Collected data
···

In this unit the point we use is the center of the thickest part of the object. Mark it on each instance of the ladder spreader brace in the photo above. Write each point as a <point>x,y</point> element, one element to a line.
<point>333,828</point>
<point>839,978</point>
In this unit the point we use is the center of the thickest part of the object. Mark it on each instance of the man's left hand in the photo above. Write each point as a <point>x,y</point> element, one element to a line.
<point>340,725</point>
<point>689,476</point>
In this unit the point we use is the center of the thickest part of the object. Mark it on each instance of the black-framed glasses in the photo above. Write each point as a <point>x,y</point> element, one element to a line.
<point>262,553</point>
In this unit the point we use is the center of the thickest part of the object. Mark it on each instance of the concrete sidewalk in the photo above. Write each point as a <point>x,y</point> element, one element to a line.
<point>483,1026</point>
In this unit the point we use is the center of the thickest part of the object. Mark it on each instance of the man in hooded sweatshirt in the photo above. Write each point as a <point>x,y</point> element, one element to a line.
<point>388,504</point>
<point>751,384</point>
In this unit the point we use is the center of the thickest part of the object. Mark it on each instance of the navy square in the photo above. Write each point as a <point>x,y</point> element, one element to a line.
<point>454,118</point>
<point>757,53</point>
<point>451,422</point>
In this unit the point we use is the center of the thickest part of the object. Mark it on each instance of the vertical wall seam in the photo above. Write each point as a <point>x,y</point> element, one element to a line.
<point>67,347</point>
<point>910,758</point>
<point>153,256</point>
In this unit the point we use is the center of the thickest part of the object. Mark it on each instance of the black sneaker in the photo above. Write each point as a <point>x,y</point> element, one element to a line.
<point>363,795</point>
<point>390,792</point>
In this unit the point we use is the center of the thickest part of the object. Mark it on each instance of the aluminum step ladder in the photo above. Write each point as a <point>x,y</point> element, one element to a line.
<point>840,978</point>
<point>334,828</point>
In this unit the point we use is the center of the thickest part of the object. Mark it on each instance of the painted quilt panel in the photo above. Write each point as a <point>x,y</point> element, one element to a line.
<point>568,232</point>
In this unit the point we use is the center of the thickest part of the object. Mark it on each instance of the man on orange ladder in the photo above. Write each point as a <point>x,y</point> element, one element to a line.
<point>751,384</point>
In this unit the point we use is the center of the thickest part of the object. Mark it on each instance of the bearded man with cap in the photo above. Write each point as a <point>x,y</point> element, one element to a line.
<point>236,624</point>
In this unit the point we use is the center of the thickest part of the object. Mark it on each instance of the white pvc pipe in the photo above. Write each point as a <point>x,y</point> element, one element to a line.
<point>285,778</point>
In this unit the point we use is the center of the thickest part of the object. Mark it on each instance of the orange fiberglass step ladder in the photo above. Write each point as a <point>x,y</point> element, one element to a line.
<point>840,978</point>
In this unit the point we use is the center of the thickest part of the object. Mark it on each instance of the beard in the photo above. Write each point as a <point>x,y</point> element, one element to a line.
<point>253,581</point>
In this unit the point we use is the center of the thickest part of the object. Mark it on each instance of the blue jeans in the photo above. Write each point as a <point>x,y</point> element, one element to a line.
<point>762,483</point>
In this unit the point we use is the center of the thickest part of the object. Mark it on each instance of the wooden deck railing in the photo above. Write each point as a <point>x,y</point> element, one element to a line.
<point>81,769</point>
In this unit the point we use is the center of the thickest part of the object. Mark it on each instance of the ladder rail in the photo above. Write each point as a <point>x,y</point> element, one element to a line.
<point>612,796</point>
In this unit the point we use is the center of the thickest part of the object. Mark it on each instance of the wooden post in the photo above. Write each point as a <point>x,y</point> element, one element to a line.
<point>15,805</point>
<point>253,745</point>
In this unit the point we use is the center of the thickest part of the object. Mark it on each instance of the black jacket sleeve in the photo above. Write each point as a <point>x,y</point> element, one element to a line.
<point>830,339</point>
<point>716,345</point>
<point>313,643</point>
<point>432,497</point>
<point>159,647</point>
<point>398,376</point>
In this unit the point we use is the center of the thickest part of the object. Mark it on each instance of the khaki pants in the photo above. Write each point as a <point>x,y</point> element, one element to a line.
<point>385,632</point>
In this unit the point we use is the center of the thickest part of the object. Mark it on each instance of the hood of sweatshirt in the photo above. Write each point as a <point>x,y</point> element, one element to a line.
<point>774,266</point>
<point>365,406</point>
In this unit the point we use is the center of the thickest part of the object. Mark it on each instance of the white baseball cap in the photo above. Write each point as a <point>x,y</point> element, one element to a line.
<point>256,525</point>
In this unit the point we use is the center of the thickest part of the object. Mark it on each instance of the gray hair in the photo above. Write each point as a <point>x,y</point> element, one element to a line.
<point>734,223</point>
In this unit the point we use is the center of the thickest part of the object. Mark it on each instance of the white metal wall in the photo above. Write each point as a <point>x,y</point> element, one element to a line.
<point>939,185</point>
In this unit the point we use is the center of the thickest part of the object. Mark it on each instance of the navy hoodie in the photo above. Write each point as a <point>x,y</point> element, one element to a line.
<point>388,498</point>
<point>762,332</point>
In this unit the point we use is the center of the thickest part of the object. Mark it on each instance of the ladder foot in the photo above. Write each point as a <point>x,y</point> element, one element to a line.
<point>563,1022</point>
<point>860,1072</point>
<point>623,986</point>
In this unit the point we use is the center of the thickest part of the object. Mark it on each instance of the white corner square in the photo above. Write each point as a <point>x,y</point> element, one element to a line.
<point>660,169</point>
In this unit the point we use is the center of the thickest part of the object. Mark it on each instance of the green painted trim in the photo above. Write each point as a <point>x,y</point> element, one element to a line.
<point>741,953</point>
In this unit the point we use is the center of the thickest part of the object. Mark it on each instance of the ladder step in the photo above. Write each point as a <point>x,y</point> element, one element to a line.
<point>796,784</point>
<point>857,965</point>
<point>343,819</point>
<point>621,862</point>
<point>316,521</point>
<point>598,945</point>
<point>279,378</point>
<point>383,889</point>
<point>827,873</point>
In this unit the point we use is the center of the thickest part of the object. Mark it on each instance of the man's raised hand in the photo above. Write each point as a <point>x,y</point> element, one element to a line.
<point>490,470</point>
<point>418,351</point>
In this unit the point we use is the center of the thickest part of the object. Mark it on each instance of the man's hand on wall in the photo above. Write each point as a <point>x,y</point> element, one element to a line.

···

Could you restate all of the lines above without altering a single word?

In this unit the point we use is the center of the thickest part of the object. Mark it on each instance of the ladder spreader brace in the photo above. Write each point as a <point>x,y</point> element, one element to a line.
<point>333,828</point>
<point>839,978</point>
In this unit the point we use is the center of the thickest part of the object. Mark it on each instance of the man's left hand in the photo above. Write each point as a <point>x,y</point> element, one element to a line.
<point>340,725</point>
<point>689,476</point>
In this unit the point we use is the center of the thickest part of the object. Mark it on each instance of the black-framed glasses in the photo above. Write each point as a <point>x,y</point> element, one element to a line.
<point>262,553</point>
In this unit the point we use is the center of the thickest part of the object. Mark it on each instance of the concrete sidewalk in the photo above. Write each point as a <point>x,y</point> element, one element to a line.
<point>483,1026</point>
In this unit the point we use is the center of the thickest part of the object. Mark it on each instance of the man in hooded sweatshirt in the photo above. Write each point as a <point>x,y</point> element, one element to a line.
<point>388,504</point>
<point>751,384</point>
In this unit the point we use is the center of the thickest part of the object. Mark it on each instance of the navy square in the photo above. Write each point as a <point>x,y</point> element, one element to a line.
<point>454,118</point>
<point>757,53</point>
<point>451,422</point>
In this unit the point we use is the center of the thickest part of the object. Mark it on each instance of the vertical wall seam in the photo above. Write each point as a <point>x,y</point> element, one element to a line.
<point>67,347</point>
<point>910,758</point>
<point>153,256</point>
In this unit the point we use is the center of the thickest part of the object. Mark it on each instance of the black sneaker in the photo above. Write each point as a <point>x,y</point> element, one element to a line.
<point>363,795</point>
<point>390,792</point>
In this unit the point we use is the center of the thickest part of the object. Mark it on each instance of the aluminum step ladder in the photo above. Write each point as a <point>x,y</point> element, one element to a line.
<point>840,978</point>
<point>334,828</point>
In this unit the point we use is the center of the thickest part of the object. Mark it on each instance of the painted quilt panel in the photo above. Write each point as a <point>x,y</point> element, one element to a line.
<point>568,232</point>
In this unit the point we use is the center of the thickest part of the object. Mark it on each instance of the man on orange ladder in the photo above. Write each point as a <point>x,y</point> element, one element to a line.
<point>751,384</point>
In this unit the point we use is the center of the thickest part of the object. Mark it on each instance of the bearded man with cap in the photo above. Write each point as a <point>x,y</point> element, one element to a line.
<point>236,624</point>
In this unit the point we use is the center of the thickest part of the object. Mark it on each instance of the white pvc pipe in the photo above. Write each point as a <point>x,y</point> element, one element to a line.
<point>285,778</point>
In this unit the point we use is the center of the thickest part of the object. Mark it on each instance of the orange fiberglass step ladder in the photo above. Write each point as a <point>x,y</point> element, one element to a line.
<point>840,978</point>
In this unit the point we use is the center of the thickest part of the object. Mark it on each instance of the beard in the photo above. Write each point as a <point>x,y</point> element, one element to a line.
<point>253,581</point>
In this unit the point we use is the center of the thickest part of the object. Mark it on each instance of the blue jeans in the photo above. Write each point as a <point>x,y</point> element, one element to a line.
<point>762,483</point>
In this unit the point we use is the center of the thickest part of the object. Mark it on each instance of the wooden deck railing in the photo above. Write each point as a <point>x,y</point> element, one element to a line.
<point>81,769</point>
In this unit the point we use is the center of the thickest part of the object. Mark it on each instance of the ladder rail in the photo above. Write each point as a <point>x,y</point> element, one element to a line.
<point>612,796</point>
In this unit the point we use is the center of the thickest part of the object. Mark it on each instance of the wooden post in the photo above. Write each point as a <point>x,y</point> element, one element to a line.
<point>15,805</point>
<point>253,745</point>
In this unit the point we use is the center of the thickest part of the object. Mark it on each instance of the black jacket sleeve in the photo above. Write each point as a <point>x,y</point> element, one element to a line.
<point>830,339</point>
<point>716,345</point>
<point>313,643</point>
<point>432,497</point>
<point>159,647</point>
<point>398,376</point>
In this unit the point we use is the center of the thickest part of the object. Mark it on each instance of the khaki pants in the photo above. Write each point as a <point>x,y</point> element, one element to a line.
<point>385,632</point>
In this unit the point we use is the center of the thickest part of the object. Mark it on each instance of the hood of sweatshirt in the photo above. Write each point as a <point>x,y</point> element, one element to a line.
<point>774,266</point>
<point>365,406</point>
In this unit the point we use is the center of the thickest part of the object. Mark it on each instance of the white baseball cap in the photo above. Write each point as a <point>x,y</point> element, one element to a line.
<point>256,525</point>
In this unit the point we use is the center of the thickest part of the object. Mark it on each instance of the gray hair in the photo above. Write each point as a <point>x,y</point> element, one element to a line.
<point>734,223</point>
In this unit the point we use is the center of the thickest part of the object. Mark it on each instance of the white metal wall in the photo above. Write each point as a <point>x,y</point> element, one element to a line.
<point>939,185</point>
In this unit the point we use is the center of the thickest part of the object. Mark it on each instance of the navy hoodie in the photo above. Write each point as a <point>x,y</point> element, one element to a line.
<point>388,498</point>
<point>762,332</point>
In this unit the point we use is the center of the thickest part of the object. Mark it on each instance of the ladder foot in the photo above. Write each point as a <point>x,y</point> element, one element to a line.
<point>563,1022</point>
<point>860,1072</point>
<point>623,986</point>
In this unit the point we use is the center of the thickest part of the object. Mark it on each instance of the white corner square in the photo above. Write each point as a <point>x,y</point> element, one element to a line.
<point>660,169</point>
In this unit the point we use is the center of the thickest part of the object. Mark it on each instance of the green painted trim in the photo above. Write each point as a <point>x,y</point> element, one element to a line.
<point>741,953</point>
In this unit the point we use is the center of the thickest part of the object. Mark it on each instance of the ladder step in the photo above. Write each point as a <point>x,y</point> element, one element to a line.
<point>796,784</point>
<point>857,965</point>
<point>343,819</point>
<point>621,862</point>
<point>316,521</point>
<point>598,945</point>
<point>279,378</point>
<point>383,889</point>
<point>827,873</point>
In this unit the point we use is the center of the thickest part of the object. Mark it on each instance of the man's raised hand in the photo above. Write each point as a <point>x,y</point> element, one element to a line.
<point>490,470</point>
<point>418,351</point>
In this unit the point we use is the center of the thickest part of the object. Mark it on each instance of the man's hand on wall in the photo above. Write each point as a <point>x,y</point> element, one element to a line.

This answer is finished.